TASK LIST:
a) Name every ingredient that the post about breast-milk ice cream says the ice cream was made from.
b) Repeat the passage of the breast-milk ice cream post word for word, starting at "Earlier this week, a" and ending at "idea or not.".
c) Carry on writing the post about breast-milk ice cream, picking up after its final sentence.
START EXCERPT
Earlier this week, a London shop started selling ice cream made from human breast milk, cream, sugar and vanilla. It was called baby gaga, was served in a chilled martini glass and retailed for £14 GBP per serving. I use the word “was” because a few days after they started selling it, authorities in London confiscated the ice cream from the shop. They will run tests on the ice cream and determine if it’s safe for human consumption (you can read about it here: http://on.msnbc.com/fJdHAp). I think they’re taking a pause in order to consider if selling this ice cream is a good idea or not.
This is the inevitable end to a stupid idea. Firstly, most STDs can be spread through breast milk. So can alcohol, drugs, and so on. Heck, I know a lot of mothers who couldn’t even eat curry while they were breastfeeding because their babies would balk at the flavour of their milk, or get smelly poos. What is the lifestyle of these mothers donating the milk? It’s not possible to know.
END EXCERPT
START SUPPLIED DATA
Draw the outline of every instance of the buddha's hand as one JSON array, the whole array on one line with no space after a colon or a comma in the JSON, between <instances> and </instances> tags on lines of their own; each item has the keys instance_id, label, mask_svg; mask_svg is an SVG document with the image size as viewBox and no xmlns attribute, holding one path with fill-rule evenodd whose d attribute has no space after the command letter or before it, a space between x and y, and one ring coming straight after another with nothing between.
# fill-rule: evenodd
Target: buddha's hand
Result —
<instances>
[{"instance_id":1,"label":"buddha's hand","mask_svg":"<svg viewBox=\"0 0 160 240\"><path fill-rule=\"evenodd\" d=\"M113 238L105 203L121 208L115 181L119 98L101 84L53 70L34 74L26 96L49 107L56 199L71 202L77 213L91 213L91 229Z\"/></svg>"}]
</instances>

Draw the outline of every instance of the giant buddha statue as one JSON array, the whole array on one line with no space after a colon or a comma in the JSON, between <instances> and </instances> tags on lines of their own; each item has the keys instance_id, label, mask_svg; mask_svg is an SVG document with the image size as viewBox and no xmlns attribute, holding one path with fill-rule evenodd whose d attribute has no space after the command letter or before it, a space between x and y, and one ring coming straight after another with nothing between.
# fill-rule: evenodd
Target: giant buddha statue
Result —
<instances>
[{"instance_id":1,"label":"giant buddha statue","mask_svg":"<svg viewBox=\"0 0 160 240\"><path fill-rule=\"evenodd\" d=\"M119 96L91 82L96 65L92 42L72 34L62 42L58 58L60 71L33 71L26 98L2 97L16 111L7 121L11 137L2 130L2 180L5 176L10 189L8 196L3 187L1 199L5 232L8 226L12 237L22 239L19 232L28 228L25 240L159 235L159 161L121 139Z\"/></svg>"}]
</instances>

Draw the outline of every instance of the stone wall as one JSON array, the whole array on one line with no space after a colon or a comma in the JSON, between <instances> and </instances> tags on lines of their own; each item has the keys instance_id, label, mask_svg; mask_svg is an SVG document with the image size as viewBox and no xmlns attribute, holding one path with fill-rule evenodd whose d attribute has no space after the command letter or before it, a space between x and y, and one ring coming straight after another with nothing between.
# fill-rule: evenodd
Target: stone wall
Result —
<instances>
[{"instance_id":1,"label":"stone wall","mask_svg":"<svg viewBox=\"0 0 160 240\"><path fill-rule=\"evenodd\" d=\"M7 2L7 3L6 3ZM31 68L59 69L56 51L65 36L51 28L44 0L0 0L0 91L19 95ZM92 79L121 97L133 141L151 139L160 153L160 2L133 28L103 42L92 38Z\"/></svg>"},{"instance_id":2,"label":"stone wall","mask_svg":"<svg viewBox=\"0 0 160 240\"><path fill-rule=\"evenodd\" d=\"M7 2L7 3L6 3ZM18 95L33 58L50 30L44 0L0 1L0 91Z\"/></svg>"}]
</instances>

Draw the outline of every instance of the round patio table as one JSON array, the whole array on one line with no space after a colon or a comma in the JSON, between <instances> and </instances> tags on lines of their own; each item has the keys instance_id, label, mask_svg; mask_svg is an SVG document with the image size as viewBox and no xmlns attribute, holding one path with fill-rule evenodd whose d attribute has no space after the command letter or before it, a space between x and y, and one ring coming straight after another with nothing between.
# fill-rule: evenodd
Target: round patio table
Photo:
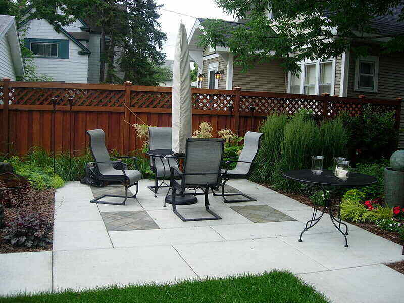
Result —
<instances>
[{"instance_id":1,"label":"round patio table","mask_svg":"<svg viewBox=\"0 0 404 303\"><path fill-rule=\"evenodd\" d=\"M155 157L159 158L164 158L167 160L169 165L170 165L170 160L171 159L177 163L178 167L180 167L179 160L183 159L185 158L185 154L177 154L174 153L170 149L152 149L146 152L146 155L152 157ZM162 161L163 166L164 168L164 177L170 177L169 176L166 176L166 170L164 165L164 163ZM164 182L164 181L163 181ZM165 183L166 184L166 183ZM168 191L166 195L166 197L164 199L164 207L166 207L166 203L169 204L173 204L173 195L168 194L170 192L170 188L169 188ZM195 197L193 194L185 193L185 194L178 194L176 196L175 204L180 205L187 205L189 204L194 204L198 201L197 198Z\"/></svg>"},{"instance_id":2,"label":"round patio table","mask_svg":"<svg viewBox=\"0 0 404 303\"><path fill-rule=\"evenodd\" d=\"M313 208L313 214L311 220L309 220L306 222L305 229L300 235L299 242L302 242L301 237L303 233L317 224L321 219L326 209L329 209L330 218L331 222L335 228L342 234L345 238L345 247L348 247L348 240L346 236L348 234L348 226L341 220L340 213L340 199L338 199L338 218L334 217L332 213L333 205L331 203L331 199L327 196L325 186L335 186L335 187L360 187L366 186L374 184L377 182L377 179L374 177L365 175L364 174L359 174L358 173L349 173L349 177L346 180L340 180L334 175L332 171L330 170L324 170L321 175L315 175L310 169L301 169L296 170L291 170L285 172L282 174L284 177L291 180L297 181L305 183L313 184L318 186L324 195L325 200L324 205L322 211L319 212L319 215L317 215L317 211L320 206L318 203L317 198L314 200L314 208ZM335 222L338 223L338 225ZM341 224L344 225L346 230L344 232L341 230Z\"/></svg>"}]
</instances>

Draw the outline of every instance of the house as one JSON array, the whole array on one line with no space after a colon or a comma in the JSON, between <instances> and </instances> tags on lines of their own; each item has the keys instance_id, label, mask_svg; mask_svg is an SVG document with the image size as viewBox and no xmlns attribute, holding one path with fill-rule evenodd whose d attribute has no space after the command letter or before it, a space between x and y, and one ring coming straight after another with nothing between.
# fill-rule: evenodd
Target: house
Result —
<instances>
[{"instance_id":1,"label":"house","mask_svg":"<svg viewBox=\"0 0 404 303\"><path fill-rule=\"evenodd\" d=\"M46 20L25 20L20 25L20 35L35 55L38 74L58 82L99 83L101 31L95 22L78 18L57 31ZM109 41L107 35L107 45ZM119 72L118 75L122 76Z\"/></svg>"},{"instance_id":2,"label":"house","mask_svg":"<svg viewBox=\"0 0 404 303\"><path fill-rule=\"evenodd\" d=\"M0 79L24 76L24 62L14 16L0 15Z\"/></svg>"},{"instance_id":3,"label":"house","mask_svg":"<svg viewBox=\"0 0 404 303\"><path fill-rule=\"evenodd\" d=\"M404 34L404 22L399 20L402 7L392 9L391 15L375 17L374 27L381 33ZM270 10L269 18L271 15ZM233 55L228 48L198 45L205 22L206 19L197 19L188 37L190 56L197 64L198 73L204 75L200 88L231 89L239 86L243 90L302 94L327 92L341 97L404 97L403 53L382 54L376 43L372 45L372 54L366 58L355 58L346 52L325 61L306 60L299 63L302 71L299 77L285 72L280 66L281 60L261 64L243 73L239 66L233 64ZM225 23L234 28L245 26L242 19ZM218 72L219 80L214 77Z\"/></svg>"}]
</instances>

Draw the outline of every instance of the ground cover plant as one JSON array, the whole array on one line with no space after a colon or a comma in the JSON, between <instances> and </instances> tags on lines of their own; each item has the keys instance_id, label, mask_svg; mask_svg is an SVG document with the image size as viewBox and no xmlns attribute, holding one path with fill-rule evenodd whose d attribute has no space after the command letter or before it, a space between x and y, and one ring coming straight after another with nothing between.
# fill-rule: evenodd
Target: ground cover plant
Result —
<instances>
[{"instance_id":1,"label":"ground cover plant","mask_svg":"<svg viewBox=\"0 0 404 303\"><path fill-rule=\"evenodd\" d=\"M169 285L153 284L99 288L80 292L67 291L3 298L3 303L202 303L262 302L326 303L324 295L291 273L274 271L261 275L244 274L209 278Z\"/></svg>"}]
</instances>

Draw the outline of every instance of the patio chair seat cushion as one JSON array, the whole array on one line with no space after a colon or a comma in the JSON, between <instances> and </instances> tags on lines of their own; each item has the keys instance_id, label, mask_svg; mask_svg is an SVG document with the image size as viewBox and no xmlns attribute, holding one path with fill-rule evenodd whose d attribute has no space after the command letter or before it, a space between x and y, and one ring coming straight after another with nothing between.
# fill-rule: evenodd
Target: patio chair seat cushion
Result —
<instances>
[{"instance_id":1,"label":"patio chair seat cushion","mask_svg":"<svg viewBox=\"0 0 404 303\"><path fill-rule=\"evenodd\" d=\"M135 169L125 169L124 170L126 176L122 174L122 171L114 168L108 169L104 174L108 177L116 178L117 180L129 179L129 184L133 184L142 178L142 174L138 170Z\"/></svg>"},{"instance_id":2,"label":"patio chair seat cushion","mask_svg":"<svg viewBox=\"0 0 404 303\"><path fill-rule=\"evenodd\" d=\"M170 159L169 162L168 159L163 158L155 158L156 171L155 173L158 177L166 176L167 178L170 177L170 167L173 166L178 168L178 165L174 159ZM174 175L175 176L178 175L177 173Z\"/></svg>"}]
</instances>

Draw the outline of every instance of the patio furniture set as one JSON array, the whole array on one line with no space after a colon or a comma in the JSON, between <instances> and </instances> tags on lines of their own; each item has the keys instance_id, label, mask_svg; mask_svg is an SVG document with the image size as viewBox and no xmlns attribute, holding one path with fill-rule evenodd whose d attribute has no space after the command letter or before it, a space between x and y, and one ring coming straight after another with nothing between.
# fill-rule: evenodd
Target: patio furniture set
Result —
<instances>
[{"instance_id":1,"label":"patio furniture set","mask_svg":"<svg viewBox=\"0 0 404 303\"><path fill-rule=\"evenodd\" d=\"M127 199L134 199L138 191L138 181L141 179L141 174L138 170L125 169L124 164L119 160L112 161L113 158L132 158L134 157L110 157L105 146L105 134L102 129L88 130L86 133L90 138L90 148L94 157L93 162L96 173L103 180L118 181L125 187L125 196L104 195L94 198L91 202L106 204L125 205ZM232 179L247 179L251 172L252 164L260 148L260 143L263 134L248 131L244 137L243 148L237 160L230 160L225 162L227 168L222 168L223 158L224 140L223 139L203 139L188 138L185 145L185 152L176 153L171 149L171 127L149 128L149 150L146 154L150 156L150 167L155 173L155 185L148 188L157 197L160 188L168 188L168 191L164 199L165 207L166 204L171 204L173 212L183 221L198 220L220 220L222 218L209 208L209 189L214 196L220 196L224 202L255 201L256 199L242 192L225 193L226 182ZM229 165L236 163L234 168L230 169ZM114 165L120 165L119 169L115 168ZM298 170L285 172L285 178L317 186L324 193L326 197L322 206L322 210L319 211L321 207L319 203L315 203L312 218L306 223L302 231L299 241L302 241L303 233L317 224L328 209L329 210L331 222L335 228L343 235L345 247L348 247L346 236L348 234L347 225L340 219L339 204L336 206L338 217L333 214L333 206L330 199L327 197L324 186L358 187L369 185L377 182L375 178L367 175L351 173L349 178L341 180L335 177L333 172L325 170L321 174L312 173L311 170ZM167 179L169 183L167 183ZM135 194L129 196L128 189L136 185ZM221 193L217 193L214 190L218 190L221 187ZM172 192L170 194L170 191ZM203 218L186 218L177 209L178 205L187 205L197 203L196 196L203 195L205 209L211 216ZM229 200L226 198L231 196L241 196L241 199ZM106 201L106 197L119 197L123 199L122 202ZM344 226L345 231L343 231L341 225Z\"/></svg>"}]
</instances>

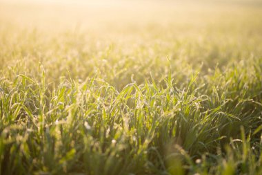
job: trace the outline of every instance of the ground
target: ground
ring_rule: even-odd
[[[261,19],[245,0],[0,2],[0,174],[261,174]]]

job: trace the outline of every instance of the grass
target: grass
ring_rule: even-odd
[[[261,174],[261,7],[235,3],[72,29],[2,3],[0,174]]]

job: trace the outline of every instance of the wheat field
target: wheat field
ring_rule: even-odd
[[[0,1],[0,174],[262,174],[262,2]]]

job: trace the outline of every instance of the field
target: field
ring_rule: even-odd
[[[262,174],[262,3],[0,1],[0,174]]]

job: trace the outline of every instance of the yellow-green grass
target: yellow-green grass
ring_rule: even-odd
[[[259,1],[0,3],[1,174],[261,174]]]

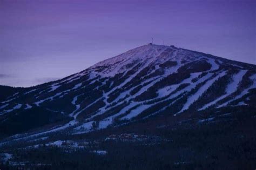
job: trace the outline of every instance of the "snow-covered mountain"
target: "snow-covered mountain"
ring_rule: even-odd
[[[161,125],[168,119],[200,123],[233,113],[255,116],[255,65],[174,46],[144,45],[11,93],[0,103],[0,135],[3,144],[155,119]]]

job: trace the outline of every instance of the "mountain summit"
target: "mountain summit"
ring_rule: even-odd
[[[62,79],[13,91],[0,103],[2,144],[142,121],[157,127],[254,116],[256,66],[147,45]]]

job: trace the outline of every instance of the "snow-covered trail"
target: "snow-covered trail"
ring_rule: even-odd
[[[215,104],[218,101],[223,99],[226,97],[230,96],[232,93],[235,92],[237,90],[239,83],[242,80],[242,77],[246,73],[247,70],[241,70],[238,73],[232,76],[233,81],[227,85],[226,88],[226,94],[221,96],[220,97],[215,99],[214,100],[206,104],[203,107],[199,109],[199,111],[201,111],[206,108]]]
[[[246,94],[248,94],[250,90],[256,88],[256,74],[254,74],[251,76],[250,78],[253,81],[253,84],[252,85],[251,85],[248,88],[242,91],[239,94],[238,94],[238,96],[236,96],[234,98],[224,103],[224,104],[222,104],[221,105],[217,107],[217,108],[220,108],[220,107],[226,106],[231,102],[235,101],[236,100],[239,99],[240,98],[242,98],[244,96],[246,95]]]

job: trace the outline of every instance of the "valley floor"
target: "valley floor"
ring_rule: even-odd
[[[63,137],[52,145],[2,147],[0,169],[254,169],[255,121],[254,116],[143,128],[132,124]]]

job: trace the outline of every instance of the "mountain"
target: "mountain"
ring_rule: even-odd
[[[1,98],[0,146],[57,145],[127,127],[153,133],[184,124],[255,123],[256,66],[150,44],[17,91]]]

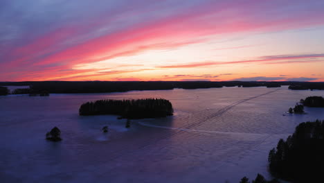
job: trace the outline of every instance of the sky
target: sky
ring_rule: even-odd
[[[324,81],[322,0],[1,0],[0,81]]]

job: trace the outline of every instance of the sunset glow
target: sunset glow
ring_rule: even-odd
[[[324,81],[324,1],[0,2],[0,80]]]

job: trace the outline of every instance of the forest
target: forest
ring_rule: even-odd
[[[249,181],[249,178],[246,177],[244,177],[240,183],[280,183],[280,182],[276,178],[268,181],[261,174],[258,173],[255,179],[252,182]]]
[[[293,182],[324,182],[324,121],[299,124],[269,153],[271,173]]]
[[[290,89],[324,89],[324,82],[274,81],[26,81],[0,82],[0,86],[30,86],[36,93],[78,94],[121,92],[132,90],[157,90],[215,88],[222,87],[280,87]],[[23,91],[19,91],[23,92]],[[24,91],[26,92],[26,91]]]
[[[172,115],[173,108],[169,101],[163,98],[99,100],[81,105],[79,114],[112,114],[129,119],[159,118]]]

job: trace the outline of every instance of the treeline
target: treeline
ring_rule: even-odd
[[[280,87],[291,89],[324,89],[324,82],[264,81],[40,81],[0,82],[0,86],[30,86],[34,91],[51,94],[107,93],[132,90],[213,88],[222,87]]]
[[[261,174],[258,173],[255,179],[252,180],[252,182],[249,181],[249,178],[246,177],[244,177],[241,179],[240,183],[280,183],[280,182],[277,179],[273,179],[268,181]]]
[[[322,96],[309,96],[305,100],[301,99],[300,103],[307,107],[324,107],[324,98]]]
[[[9,90],[7,87],[0,87],[0,96],[8,95]]]
[[[290,89],[324,89],[324,82],[294,82],[289,84]]]
[[[33,91],[51,94],[107,93],[132,90],[213,88],[222,87],[279,87],[278,82],[241,81],[42,81],[0,82],[1,85],[30,86]],[[21,92],[21,91],[20,91]]]
[[[271,174],[293,182],[324,182],[324,121],[299,124],[270,150]]]
[[[79,114],[113,114],[126,119],[159,118],[172,115],[173,108],[169,101],[163,98],[99,100],[82,104]]]

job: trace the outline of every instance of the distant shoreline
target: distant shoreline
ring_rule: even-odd
[[[30,86],[31,93],[49,94],[111,93],[136,90],[168,90],[177,88],[193,89],[223,87],[273,88],[289,86],[289,89],[293,90],[324,90],[324,82],[289,81],[26,81],[0,82],[0,86]],[[26,94],[28,91],[24,92]],[[19,92],[16,92],[17,94]]]

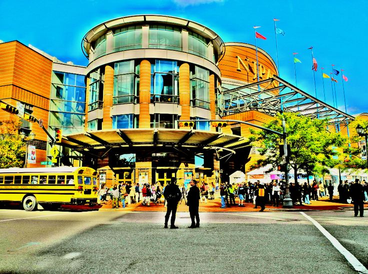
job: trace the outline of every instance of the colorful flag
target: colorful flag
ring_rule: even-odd
[[[317,61],[316,60],[316,58],[313,58],[313,65],[312,66],[312,70],[314,71],[317,71]]]
[[[263,39],[264,40],[267,40],[267,38],[263,36],[262,34],[260,34],[256,31],[256,38],[259,38],[260,39]]]
[[[338,75],[338,73],[340,73],[340,72],[338,70],[336,70],[336,69],[333,69],[332,70],[332,72],[334,72],[334,74],[336,75]]]
[[[282,30],[281,28],[276,28],[276,33],[278,34],[281,34],[282,36],[285,36],[285,31]]]

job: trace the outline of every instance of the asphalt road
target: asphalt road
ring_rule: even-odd
[[[178,213],[170,230],[162,212],[2,209],[0,273],[358,273],[303,214],[366,270],[368,220],[351,211],[204,213],[196,229]]]

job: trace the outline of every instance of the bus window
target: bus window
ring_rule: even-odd
[[[14,176],[14,183],[19,184],[20,185],[22,183],[22,176]]]
[[[14,176],[5,176],[4,184],[12,184]]]
[[[47,176],[40,176],[40,183],[46,184],[48,182]]]
[[[30,181],[31,184],[38,183],[38,176],[32,176],[32,180]]]
[[[73,175],[66,175],[66,182],[68,185],[74,185],[74,176]]]
[[[63,175],[58,175],[58,183],[65,184],[65,176]]]
[[[29,184],[30,177],[30,176],[29,175],[23,176],[23,180],[22,182],[22,184]]]
[[[90,177],[84,176],[84,185],[90,185]]]
[[[48,184],[56,184],[56,176],[55,175],[48,175]]]

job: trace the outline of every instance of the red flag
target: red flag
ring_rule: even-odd
[[[260,34],[256,31],[256,37],[259,38],[260,39],[263,39],[264,40],[267,40],[267,38],[263,36],[262,34]]]
[[[312,70],[314,71],[317,71],[317,61],[316,60],[316,58],[313,58],[313,66],[312,66]]]

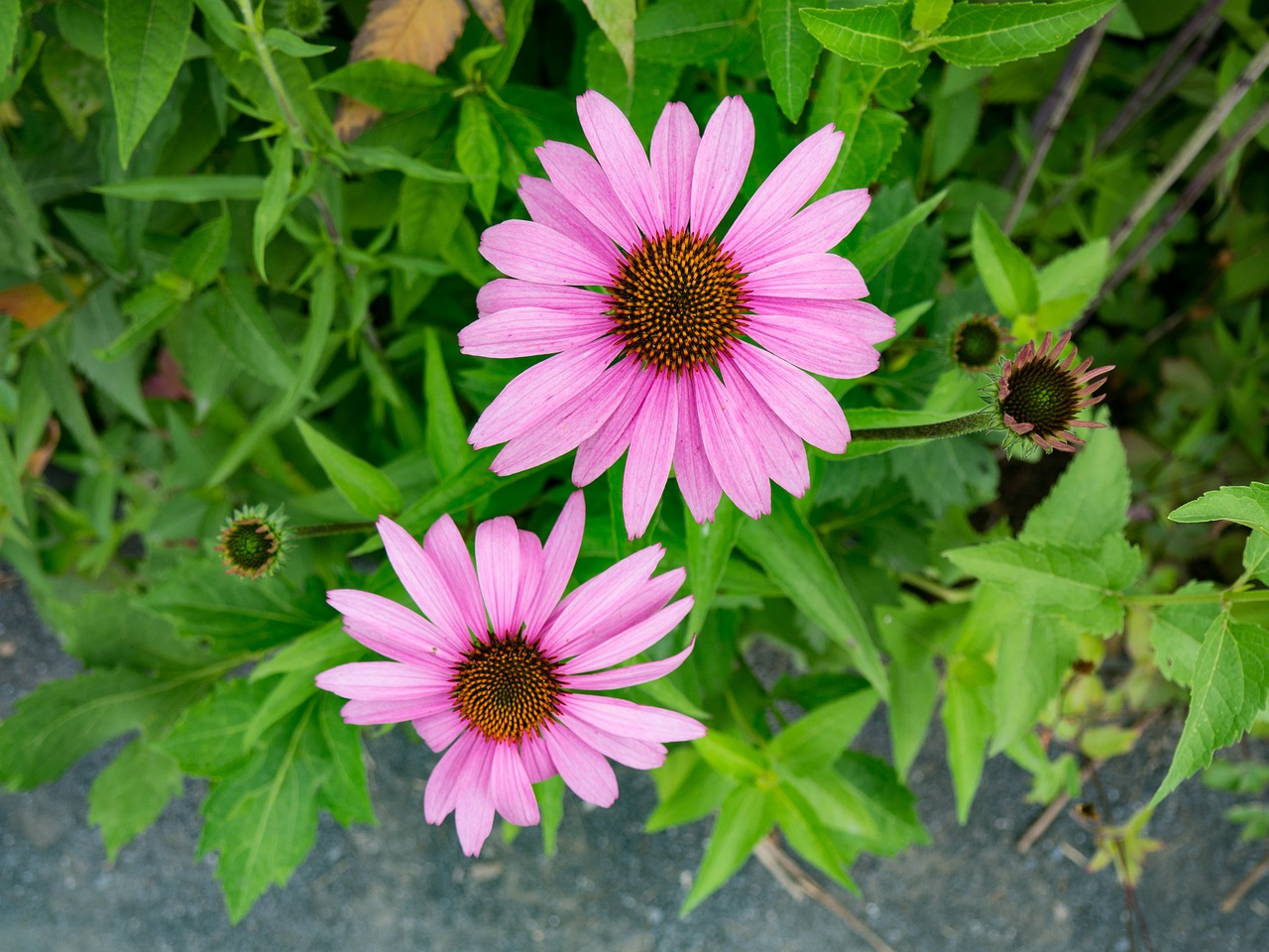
END SUPPLIED DATA
OUTPUTS FOR THE TASKS:
a) human breast milk, cream, sugar, vanilla

b)
Earlier this week, a London shop started selling ice cream made from human breast milk, cream, sugar and vanilla. It was called baby gaga, was served in a chilled martini glass and retailed for £14 GBP per serving. I use the word “was” because a few days after they started selling it, authorities in London confiscated the ice cream from the shop. They will run tests on the ice cream and determine if it’s safe for human consumption (you can read about it here: http://on.msnbc.com/fJdHAp). I think they’re taking a pause in order to consider if selling this ice cream is a good idea or not.

c)
The integrity of the food chain is important. Food safety is important. Cows, goats and sheep live and give milk in a controlled environment. They’re raised to standards, their milk collected and stored in accordance to regulation. If one cow in a herd gets a serious, infectious disease, the whole herd is often put down in order to prevent contamination to humans (as many in Britain and Ireland know only too well). Humans are not put down when they get serious illnesses. They’re treated. Human lifestyles are not regulated.
Aside from food safety concerns, I have other issues with this ice cream. Mainly, I think human breast milk should be for human baby consumption. Not human adult consumption. Clearly, this ice cream served in a martini glass and priced at £14 per serving is for curious adults, not babies. There are women who have problems producing their own breast milk in sufficient quantities for their babies. They could benefit from the milk these women are selling to the ice cream parlour. There are breast milk banks that take donations, properly and thoroughly test it, before passing it on to women and babies in need. One great benefit of donating breast milk is to premature babies who don’t have a developed suck reflex. These babies could die from Necrotizing Enterocolitis, a condition where tissue in parts of the large intestine may start to die. Drinking breast milk instead of formula improves the outcomes for these babies. There are many conditions affecting babies (premature and otherwise) where outcomes can be improved by drinking breast milk. Mothers with excess breast milk could consider donating to help these babies.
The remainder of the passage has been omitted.